Can you give back the records below, from the line containing "slope, I would be grateful." through the line containing "M9 124L123 124L124 79L86 84L0 85Z", with "green grass slope" replaced by "grassy hillside" and everything else left unchanged?

Start

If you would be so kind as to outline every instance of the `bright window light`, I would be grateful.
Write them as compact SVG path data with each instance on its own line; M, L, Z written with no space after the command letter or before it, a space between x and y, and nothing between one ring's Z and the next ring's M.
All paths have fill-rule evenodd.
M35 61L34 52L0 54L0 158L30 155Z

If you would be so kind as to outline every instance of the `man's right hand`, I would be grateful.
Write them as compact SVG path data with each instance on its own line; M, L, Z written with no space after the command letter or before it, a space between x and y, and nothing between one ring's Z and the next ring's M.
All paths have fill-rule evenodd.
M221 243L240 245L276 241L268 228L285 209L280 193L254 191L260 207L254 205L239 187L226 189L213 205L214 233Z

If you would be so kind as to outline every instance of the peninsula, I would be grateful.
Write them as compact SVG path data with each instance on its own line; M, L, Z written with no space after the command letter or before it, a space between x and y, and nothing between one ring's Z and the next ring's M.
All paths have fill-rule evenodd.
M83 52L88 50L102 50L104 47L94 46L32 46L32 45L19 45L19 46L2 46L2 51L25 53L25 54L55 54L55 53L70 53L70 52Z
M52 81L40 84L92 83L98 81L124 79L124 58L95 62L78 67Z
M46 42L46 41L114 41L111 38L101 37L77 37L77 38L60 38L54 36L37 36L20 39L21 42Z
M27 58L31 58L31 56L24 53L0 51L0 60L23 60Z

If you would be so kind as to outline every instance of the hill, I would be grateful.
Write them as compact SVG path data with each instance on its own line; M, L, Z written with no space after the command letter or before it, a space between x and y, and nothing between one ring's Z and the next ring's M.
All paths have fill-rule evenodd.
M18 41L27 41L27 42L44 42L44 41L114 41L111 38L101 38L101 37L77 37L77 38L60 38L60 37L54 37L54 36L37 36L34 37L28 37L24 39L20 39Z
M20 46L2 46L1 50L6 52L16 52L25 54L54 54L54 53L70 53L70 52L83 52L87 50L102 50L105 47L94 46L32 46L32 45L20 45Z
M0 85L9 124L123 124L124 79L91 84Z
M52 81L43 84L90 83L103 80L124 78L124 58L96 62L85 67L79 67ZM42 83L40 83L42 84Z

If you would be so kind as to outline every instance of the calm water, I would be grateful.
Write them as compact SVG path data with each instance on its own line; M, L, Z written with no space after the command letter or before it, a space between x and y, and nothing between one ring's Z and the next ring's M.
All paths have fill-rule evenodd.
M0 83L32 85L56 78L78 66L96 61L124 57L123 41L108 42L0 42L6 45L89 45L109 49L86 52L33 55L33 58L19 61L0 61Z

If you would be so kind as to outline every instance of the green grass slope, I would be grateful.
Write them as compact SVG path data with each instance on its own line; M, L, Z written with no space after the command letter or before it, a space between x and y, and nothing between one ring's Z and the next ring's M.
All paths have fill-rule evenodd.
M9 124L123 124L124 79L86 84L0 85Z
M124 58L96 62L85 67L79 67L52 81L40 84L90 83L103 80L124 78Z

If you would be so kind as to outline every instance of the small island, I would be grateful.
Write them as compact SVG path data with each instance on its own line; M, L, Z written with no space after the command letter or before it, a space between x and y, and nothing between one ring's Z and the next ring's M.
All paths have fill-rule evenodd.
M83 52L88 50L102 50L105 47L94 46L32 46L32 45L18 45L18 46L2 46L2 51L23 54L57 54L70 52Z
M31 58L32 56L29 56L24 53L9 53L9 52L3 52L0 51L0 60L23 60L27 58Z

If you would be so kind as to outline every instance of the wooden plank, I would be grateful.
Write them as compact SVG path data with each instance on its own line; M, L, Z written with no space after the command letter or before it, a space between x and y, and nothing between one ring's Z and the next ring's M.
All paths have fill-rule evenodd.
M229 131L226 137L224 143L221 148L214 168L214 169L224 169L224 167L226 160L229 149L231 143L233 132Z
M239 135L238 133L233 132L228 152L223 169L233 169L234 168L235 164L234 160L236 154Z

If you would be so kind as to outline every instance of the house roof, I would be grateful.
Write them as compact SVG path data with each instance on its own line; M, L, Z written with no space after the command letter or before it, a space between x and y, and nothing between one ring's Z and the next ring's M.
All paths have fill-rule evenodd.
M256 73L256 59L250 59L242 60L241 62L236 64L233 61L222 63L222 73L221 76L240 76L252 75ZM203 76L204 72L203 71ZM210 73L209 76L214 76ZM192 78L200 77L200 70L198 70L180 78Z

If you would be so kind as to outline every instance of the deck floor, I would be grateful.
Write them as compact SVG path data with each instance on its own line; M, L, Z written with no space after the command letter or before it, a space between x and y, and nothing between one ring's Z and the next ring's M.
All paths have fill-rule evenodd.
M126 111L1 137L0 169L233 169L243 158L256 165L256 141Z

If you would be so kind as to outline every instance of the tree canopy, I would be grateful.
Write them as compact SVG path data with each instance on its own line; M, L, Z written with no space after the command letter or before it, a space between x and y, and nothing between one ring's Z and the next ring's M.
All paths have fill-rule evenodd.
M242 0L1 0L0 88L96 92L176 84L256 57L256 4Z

End

_Solution to this exercise_.
If you would be so kind as to outline every instance of the grassy hillside, I would be grateful.
Write them as compact SVG path data with each instance on its own line; M, L, Z written with no space after the command letter or before it, a space between x and y, and nothing between one ring's Z and the next ring's M.
All paths have fill-rule evenodd.
M9 124L123 124L124 79L86 84L0 85Z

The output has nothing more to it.